■ **Aim of the task**:
Edit the Hindenburg book passage from "I was reading" up to and including "that keep going.", and write out that part with "dirigibles" replaced by "airships".

■ **Source passage**:
Thus began the Delirium.

The Delirium was a mass hallucination, shared psychosis, or induced delusional disorder. This strange phenomenon amounted to a nationwide folie à deux*, one that affected all age groups, both sexes, and all classes of society: rich and poor, rustics and urbanites, royals and commoners. It was as if a universal mass drugging had occurred.

What a marvelous parade of words!

Now, guess …

Go on.

Go on and guess what the title of the book is where that passage came?

Guess the topic if the title is too hard.

Give up?

I was reading Monsters: The Hindenburg Disaster and the Birth of Pathological Technology by Edward Regis, Basic Books, September 8, 2015

Mr. Regis, through the story of dirigibles, an airship this is lighter-than-air aircraft that can navigate through the air under its own power, tells the story of Pathological Technology or bad ideas that keep going.

More specifically, German dirigibles, or Zeppelins, named for their Chief designers and cheerleader Count Ferdinand von Zeppelin.

■ **Available data**:
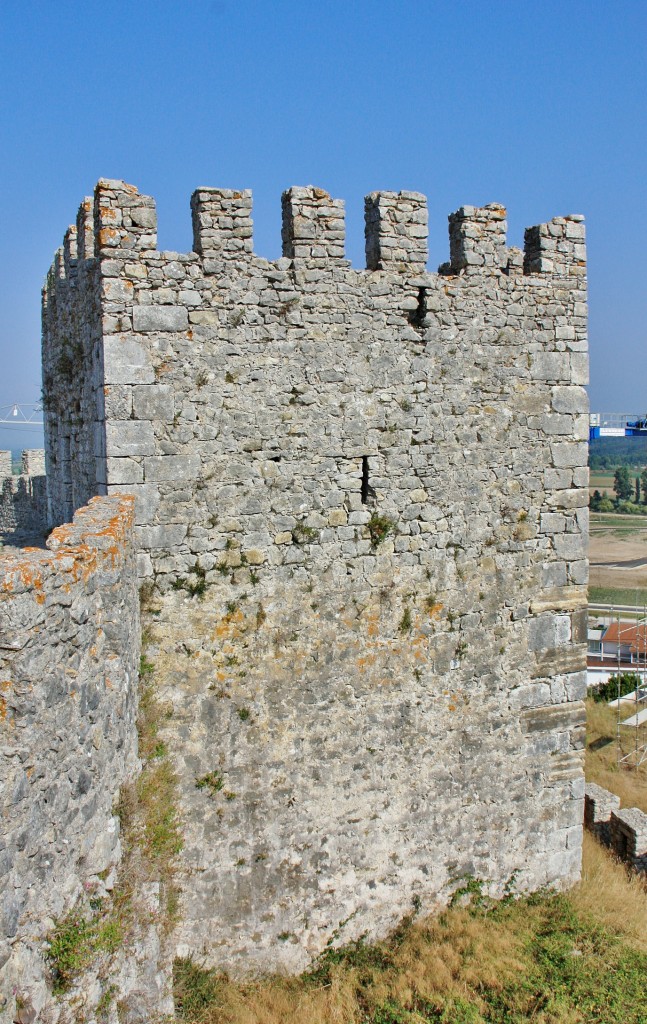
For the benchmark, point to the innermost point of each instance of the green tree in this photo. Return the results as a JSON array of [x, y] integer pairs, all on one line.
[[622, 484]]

==

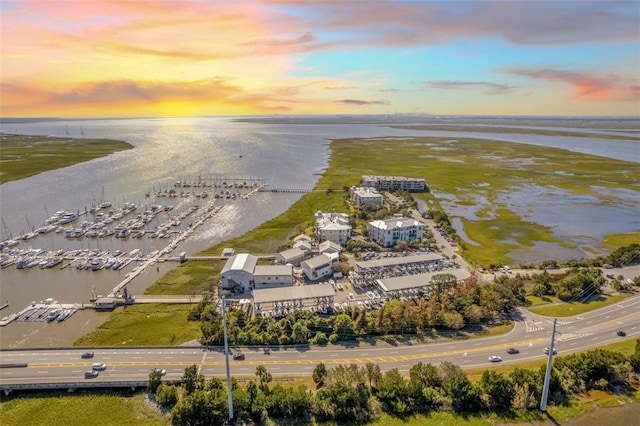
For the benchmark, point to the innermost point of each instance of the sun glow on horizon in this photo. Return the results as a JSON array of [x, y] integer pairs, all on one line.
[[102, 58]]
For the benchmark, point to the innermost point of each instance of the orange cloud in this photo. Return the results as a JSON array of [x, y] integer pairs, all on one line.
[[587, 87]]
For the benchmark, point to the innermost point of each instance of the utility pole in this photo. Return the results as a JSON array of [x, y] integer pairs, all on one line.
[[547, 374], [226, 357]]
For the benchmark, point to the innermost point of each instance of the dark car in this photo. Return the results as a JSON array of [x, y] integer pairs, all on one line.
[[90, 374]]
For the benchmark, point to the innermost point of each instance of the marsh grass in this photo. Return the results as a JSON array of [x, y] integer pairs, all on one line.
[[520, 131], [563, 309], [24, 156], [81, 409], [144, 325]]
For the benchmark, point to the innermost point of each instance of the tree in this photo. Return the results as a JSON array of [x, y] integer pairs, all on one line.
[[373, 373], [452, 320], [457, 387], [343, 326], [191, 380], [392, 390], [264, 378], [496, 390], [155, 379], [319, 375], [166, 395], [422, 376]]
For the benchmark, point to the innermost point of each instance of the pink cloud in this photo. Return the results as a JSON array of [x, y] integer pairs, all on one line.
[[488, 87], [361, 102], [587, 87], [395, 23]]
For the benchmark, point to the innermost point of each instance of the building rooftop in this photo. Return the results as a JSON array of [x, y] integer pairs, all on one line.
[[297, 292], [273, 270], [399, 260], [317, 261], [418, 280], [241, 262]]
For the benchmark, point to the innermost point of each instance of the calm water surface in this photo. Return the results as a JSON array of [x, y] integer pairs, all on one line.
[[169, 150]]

---

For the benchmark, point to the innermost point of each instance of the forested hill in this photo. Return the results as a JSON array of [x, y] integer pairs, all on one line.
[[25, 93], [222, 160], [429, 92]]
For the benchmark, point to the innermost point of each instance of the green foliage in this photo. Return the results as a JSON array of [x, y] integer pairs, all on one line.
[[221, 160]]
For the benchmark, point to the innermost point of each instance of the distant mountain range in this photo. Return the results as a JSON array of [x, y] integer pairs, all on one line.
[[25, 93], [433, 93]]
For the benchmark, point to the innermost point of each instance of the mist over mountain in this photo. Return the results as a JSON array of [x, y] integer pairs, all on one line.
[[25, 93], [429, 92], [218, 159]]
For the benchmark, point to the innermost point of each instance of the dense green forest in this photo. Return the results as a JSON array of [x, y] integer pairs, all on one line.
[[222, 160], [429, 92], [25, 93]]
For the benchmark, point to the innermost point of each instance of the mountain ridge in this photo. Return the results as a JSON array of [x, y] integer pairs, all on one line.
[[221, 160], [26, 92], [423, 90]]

■ **Output of the exercise**:
I was reading Monsters: The Hindenburg Disaster and the Birth of Pathological Technology by Edward Regis, Basic Books, September 8, 2015

Mr. Regis, through the story of airships, an airship this is lighter-than-air aircraft that can navigate through the air under its own power, tells the story of Pathological Technology or bad ideas that keep going.